[Activity]
Copy out again, unchanged, the line that contains "Objective — for the evergreen" and every line after it down to the last line of the data.
____________________
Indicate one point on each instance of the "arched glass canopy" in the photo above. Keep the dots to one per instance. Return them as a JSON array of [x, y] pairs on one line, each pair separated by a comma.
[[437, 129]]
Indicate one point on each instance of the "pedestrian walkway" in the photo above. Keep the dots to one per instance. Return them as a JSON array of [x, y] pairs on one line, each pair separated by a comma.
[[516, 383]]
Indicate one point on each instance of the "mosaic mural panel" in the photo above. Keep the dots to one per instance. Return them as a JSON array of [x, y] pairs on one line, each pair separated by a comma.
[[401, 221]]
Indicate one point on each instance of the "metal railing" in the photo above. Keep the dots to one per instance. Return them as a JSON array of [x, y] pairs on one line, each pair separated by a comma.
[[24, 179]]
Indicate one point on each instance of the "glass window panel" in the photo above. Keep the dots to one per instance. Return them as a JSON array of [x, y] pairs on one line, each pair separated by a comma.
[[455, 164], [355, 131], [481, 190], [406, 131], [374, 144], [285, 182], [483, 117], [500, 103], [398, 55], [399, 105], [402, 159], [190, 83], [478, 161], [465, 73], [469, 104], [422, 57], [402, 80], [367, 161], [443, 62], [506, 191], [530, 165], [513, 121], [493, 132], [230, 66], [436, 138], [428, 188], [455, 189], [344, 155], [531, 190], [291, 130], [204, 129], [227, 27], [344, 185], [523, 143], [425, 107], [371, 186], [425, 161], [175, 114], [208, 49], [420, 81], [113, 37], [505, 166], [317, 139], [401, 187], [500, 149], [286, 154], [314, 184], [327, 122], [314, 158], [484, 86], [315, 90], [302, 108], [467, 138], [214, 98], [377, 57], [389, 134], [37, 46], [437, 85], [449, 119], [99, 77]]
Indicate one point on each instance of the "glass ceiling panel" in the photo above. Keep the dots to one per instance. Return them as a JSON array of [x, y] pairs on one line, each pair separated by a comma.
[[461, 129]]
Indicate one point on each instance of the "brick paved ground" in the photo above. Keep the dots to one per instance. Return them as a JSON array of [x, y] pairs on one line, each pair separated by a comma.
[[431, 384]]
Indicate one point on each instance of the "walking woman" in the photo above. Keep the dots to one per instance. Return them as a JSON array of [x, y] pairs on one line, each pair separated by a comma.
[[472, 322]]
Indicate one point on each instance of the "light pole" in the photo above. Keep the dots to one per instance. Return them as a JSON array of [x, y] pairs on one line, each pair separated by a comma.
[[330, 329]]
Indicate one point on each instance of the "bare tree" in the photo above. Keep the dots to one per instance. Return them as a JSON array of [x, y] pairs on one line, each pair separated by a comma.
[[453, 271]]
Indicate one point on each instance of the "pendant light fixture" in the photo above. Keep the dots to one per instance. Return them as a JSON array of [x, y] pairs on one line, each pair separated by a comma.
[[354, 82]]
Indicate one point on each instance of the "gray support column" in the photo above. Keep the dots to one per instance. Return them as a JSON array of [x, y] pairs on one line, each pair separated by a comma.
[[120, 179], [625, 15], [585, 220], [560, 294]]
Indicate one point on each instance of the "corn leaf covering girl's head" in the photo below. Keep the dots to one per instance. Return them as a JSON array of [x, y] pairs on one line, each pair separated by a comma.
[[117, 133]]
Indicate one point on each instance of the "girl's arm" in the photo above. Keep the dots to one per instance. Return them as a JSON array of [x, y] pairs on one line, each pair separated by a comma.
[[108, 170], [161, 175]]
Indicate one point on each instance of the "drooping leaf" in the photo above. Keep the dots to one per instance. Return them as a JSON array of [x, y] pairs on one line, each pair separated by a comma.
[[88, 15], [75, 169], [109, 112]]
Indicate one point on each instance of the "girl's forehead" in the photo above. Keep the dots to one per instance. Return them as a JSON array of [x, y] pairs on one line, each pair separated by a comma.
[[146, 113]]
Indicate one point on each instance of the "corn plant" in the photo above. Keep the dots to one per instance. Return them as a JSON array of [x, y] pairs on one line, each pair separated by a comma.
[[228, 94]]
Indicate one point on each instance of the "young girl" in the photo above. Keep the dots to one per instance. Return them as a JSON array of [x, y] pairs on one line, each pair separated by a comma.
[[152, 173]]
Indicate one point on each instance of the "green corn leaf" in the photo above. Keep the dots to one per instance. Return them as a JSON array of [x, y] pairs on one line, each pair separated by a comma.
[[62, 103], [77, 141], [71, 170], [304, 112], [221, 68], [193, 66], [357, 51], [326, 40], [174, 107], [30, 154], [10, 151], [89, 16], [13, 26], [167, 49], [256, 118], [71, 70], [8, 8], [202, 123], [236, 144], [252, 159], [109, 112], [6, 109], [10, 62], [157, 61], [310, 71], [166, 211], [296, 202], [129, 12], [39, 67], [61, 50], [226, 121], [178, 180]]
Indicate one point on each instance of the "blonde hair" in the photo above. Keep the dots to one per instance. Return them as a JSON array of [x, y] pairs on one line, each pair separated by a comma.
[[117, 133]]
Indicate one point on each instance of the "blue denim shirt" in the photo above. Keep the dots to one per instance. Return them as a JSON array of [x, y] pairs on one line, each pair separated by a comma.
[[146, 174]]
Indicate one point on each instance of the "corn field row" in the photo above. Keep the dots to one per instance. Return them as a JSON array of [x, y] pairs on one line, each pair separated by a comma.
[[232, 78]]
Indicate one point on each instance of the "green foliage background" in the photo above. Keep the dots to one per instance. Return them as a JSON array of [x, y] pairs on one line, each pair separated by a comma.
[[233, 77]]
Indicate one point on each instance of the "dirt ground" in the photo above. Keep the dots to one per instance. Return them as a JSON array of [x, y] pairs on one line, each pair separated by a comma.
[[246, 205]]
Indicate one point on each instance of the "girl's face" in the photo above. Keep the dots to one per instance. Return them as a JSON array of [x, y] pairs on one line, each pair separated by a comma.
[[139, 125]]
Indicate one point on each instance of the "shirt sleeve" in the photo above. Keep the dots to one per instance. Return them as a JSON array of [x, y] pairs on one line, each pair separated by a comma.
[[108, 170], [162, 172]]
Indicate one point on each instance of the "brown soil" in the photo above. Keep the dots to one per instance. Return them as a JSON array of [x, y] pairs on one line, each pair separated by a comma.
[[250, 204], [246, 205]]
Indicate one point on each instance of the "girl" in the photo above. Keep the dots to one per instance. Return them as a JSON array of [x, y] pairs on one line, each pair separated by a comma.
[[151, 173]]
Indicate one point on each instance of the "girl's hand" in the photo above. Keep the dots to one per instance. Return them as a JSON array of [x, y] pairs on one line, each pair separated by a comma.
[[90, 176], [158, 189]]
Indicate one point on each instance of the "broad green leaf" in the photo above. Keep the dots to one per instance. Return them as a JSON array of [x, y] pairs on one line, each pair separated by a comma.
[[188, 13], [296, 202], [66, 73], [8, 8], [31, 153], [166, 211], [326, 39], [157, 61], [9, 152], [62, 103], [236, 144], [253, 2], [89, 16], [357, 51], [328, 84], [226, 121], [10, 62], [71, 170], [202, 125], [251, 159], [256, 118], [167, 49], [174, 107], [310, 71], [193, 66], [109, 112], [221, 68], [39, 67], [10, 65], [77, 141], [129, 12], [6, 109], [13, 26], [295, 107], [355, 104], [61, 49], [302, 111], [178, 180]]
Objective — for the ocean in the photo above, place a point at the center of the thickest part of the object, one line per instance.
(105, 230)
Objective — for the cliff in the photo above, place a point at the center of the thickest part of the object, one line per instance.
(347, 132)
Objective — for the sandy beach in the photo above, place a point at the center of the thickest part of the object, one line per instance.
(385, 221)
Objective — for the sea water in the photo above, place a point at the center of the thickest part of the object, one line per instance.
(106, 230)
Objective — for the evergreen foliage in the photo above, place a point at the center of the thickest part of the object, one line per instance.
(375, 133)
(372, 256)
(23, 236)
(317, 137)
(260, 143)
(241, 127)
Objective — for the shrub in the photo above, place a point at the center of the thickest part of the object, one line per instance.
____________________
[Solved problem]
Objective — for the evergreen foliage in the photo above, place a point at the center of the thickest part of the object, one line per instance.
(375, 133)
(372, 256)
(23, 236)
(317, 137)
(260, 143)
(241, 127)
Objective — for the shrub in the photo above, place a point at the center of the thickest part of the object, one line per instance.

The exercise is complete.